### DATA SUPPLIED ###

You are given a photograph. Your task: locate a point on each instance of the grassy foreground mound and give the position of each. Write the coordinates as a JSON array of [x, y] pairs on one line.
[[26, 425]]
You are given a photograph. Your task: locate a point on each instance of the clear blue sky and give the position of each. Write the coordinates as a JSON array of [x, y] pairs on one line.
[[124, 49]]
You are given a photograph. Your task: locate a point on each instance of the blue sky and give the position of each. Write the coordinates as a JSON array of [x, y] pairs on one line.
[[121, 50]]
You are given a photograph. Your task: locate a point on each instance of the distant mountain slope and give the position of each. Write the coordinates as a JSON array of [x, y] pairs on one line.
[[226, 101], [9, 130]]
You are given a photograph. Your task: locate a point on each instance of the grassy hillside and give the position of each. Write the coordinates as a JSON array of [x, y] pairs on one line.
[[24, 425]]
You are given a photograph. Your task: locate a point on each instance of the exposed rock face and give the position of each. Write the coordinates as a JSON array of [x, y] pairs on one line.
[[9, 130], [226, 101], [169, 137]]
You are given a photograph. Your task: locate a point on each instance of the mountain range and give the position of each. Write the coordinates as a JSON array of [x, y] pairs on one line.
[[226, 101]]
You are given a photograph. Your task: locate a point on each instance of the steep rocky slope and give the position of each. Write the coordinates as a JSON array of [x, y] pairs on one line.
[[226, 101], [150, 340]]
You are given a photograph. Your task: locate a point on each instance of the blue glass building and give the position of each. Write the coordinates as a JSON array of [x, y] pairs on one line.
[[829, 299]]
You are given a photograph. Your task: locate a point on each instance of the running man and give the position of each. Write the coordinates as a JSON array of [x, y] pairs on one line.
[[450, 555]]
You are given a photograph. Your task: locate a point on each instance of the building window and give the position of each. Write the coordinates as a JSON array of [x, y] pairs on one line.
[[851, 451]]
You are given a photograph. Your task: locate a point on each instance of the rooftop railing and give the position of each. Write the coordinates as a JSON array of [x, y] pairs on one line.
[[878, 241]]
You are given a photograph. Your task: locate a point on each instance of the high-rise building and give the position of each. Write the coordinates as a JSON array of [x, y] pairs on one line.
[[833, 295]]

###

> **REQUIRED WORK**
Please copy all of the material above line for line, keeping every word and character unchanged.

> **EXERCISE RESULT**
You are given a photograph. Your task: locate a point on each instance of the grassy foreground mound and give the position of each. Write the coordinates as a JSON array of [x, y] pairs on one line.
[[26, 425]]
You are given a photograph. Your task: locate a point on each instance of the clear blue sky and give the position of each. Write the coordinates as a JSON array of [x, y] pairs on one line.
[[124, 49]]
You are given a photograph. Your task: locate a point on each instance of the blue sky and give the position of each. Write the coordinates as a JSON array of [x, y] pairs on one line.
[[121, 50]]
You are given a photograph. Your task: locate a point on each instance of the distant mountain slope and give the position of each. Write the coordinates as a JSON array of [x, y] pairs on one line.
[[226, 101], [9, 130]]
You are given a photograph. Your task: locate a point on each instance of the grassy hillside and give the position of each. Write the coordinates as a JSON array of [x, y] pairs on one line.
[[24, 425]]
You are given a photograph. Your task: locate a point on each instance of the exposed rock face and give the position of each. Write the coordinates as a JSON array of [x, y] pairs on one line.
[[9, 130], [226, 101], [169, 137]]
You are given a photograph. Your task: locate a point on each instance of the mountain range and give the position of each. Write the coordinates as a JSON array of [x, y] pairs on one line.
[[226, 101]]
You are given a photograph. Your task: locate a point on each instance of the steep rocky slope and give the position of each. Write the coordinates as a JSON array of [x, y] pairs on one line.
[[226, 101], [150, 340]]
You are given a photograph. Your task: locate a point on each instance of the blue glass building and give the position of each. Write the coordinates as a JSON array of [x, y] pairs on one line.
[[829, 299]]
You are given a photograph. Your task: locate a point on each instance of the running man and give the position of each. Write the coordinates as a JSON array of [x, y] pairs on one line.
[[450, 555]]
You are given a photograph. Your task: locate a point on each instance of the building window and give the position of each. Write the coordinates as a JSON array of [x, y] pairs on one line.
[[851, 451]]
You are given a photograph. Your task: locate a point on each instance of the rooftop railing and give the position of each. Write the coordinates as a JSON array of [x, y] pairs on one line.
[[878, 241]]
You are given a photograph. Your task: locate a point on each instance of the high-rise building and give the position of each. Write the coordinates as a JSON array of [x, y] pairs on one line.
[[833, 295]]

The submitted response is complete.